>> start Text shown

What kind of open source solutions can I find via Hugging Face? Are there only open source models or also other tools?

In terms of solutions, Hugging Face hosts all types of machine learning objects (artefacts):

  1. models, trained for specific use cases (such as generating or analysing text and image, video, audio, tabular data, robotics, etc);
  2. data to train or test these models on;
  3. demos and apps (called spaces) to explore and showcase models, data and use cases.

All these artefacts are released under a range of licenses (document determining terms of use, open source, open science, semi open, closed), depending on what their authors would like to do. We host close to 2M models and 500K datasets!

Hugging Face also provides a range of open source and other kinds of open software to allow people to create their own machine learning applications and artefacts.

I’m new to AI and open source. Where should I start on Hugging Face?

The first step is to create an account. Then, you can explore Spaces, our AI apps directory: there, you’ll find free and easy to use demos and tools, contributed both by the industry and the community. This should give you ideas of cool use cases!

If you want to interact with models directly with code, you can check our get started page on inference, which provides snippets to start any model in a couple of lines of code.

What makes Hugging Face different from other open source platforms or solutions? What are crucial elements to consider in our choice?

>> end Text shown
>> start Dataset records

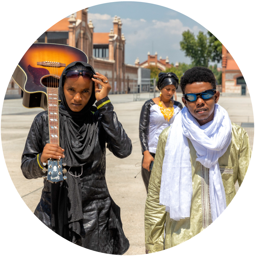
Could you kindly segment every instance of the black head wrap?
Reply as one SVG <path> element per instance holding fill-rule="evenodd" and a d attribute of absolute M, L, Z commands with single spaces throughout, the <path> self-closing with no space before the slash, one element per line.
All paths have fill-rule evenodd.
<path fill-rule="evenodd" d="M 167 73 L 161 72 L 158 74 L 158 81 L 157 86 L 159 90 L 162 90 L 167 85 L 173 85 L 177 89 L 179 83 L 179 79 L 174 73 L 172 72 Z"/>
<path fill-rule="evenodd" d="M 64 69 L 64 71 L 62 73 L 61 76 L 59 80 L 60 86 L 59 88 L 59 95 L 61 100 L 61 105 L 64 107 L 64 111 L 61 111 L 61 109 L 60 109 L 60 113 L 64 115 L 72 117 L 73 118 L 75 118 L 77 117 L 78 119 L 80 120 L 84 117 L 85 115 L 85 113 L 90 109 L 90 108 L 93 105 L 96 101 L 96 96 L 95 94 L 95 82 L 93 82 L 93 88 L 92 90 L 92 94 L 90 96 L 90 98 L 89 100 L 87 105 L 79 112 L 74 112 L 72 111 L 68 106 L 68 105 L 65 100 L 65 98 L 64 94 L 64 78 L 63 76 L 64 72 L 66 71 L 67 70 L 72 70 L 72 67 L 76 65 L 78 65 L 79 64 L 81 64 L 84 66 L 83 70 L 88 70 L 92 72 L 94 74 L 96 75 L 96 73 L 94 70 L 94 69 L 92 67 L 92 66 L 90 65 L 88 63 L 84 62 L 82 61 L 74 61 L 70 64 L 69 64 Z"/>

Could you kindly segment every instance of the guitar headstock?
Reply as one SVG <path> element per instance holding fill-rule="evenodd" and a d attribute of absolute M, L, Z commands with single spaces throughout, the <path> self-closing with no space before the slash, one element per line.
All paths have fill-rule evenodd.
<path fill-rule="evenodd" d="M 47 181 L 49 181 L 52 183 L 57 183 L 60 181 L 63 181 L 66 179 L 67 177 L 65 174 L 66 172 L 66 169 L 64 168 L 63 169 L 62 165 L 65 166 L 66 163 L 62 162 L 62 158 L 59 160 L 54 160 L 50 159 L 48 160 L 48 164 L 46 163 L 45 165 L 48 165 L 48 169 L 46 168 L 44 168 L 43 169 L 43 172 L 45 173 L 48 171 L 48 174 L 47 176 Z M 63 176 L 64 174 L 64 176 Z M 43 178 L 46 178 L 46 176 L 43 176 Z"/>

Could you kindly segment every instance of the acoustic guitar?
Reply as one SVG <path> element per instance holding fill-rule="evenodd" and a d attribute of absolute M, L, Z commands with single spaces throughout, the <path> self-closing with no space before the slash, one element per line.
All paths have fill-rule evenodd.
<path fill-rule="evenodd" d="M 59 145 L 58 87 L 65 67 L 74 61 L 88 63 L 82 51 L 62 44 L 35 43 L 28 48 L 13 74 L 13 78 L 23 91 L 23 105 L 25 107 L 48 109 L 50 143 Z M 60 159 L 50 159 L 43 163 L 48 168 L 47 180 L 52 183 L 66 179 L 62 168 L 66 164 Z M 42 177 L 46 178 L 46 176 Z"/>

>> end Dataset records

- Stated goal:
Reproduce word for word the stretch of the Hugging Face text above from "I’m new to AI" through "cool use cases!".

- Task solution:
I’m new to AI and open source. Where should I start on Hugging Face?

The first step is to create an account. Then, you can explore Spaces, our AI apps directory: there, you’ll find free and easy to use demos and tools, contributed both by the industry and the community. This should give you ideas of cool use cases!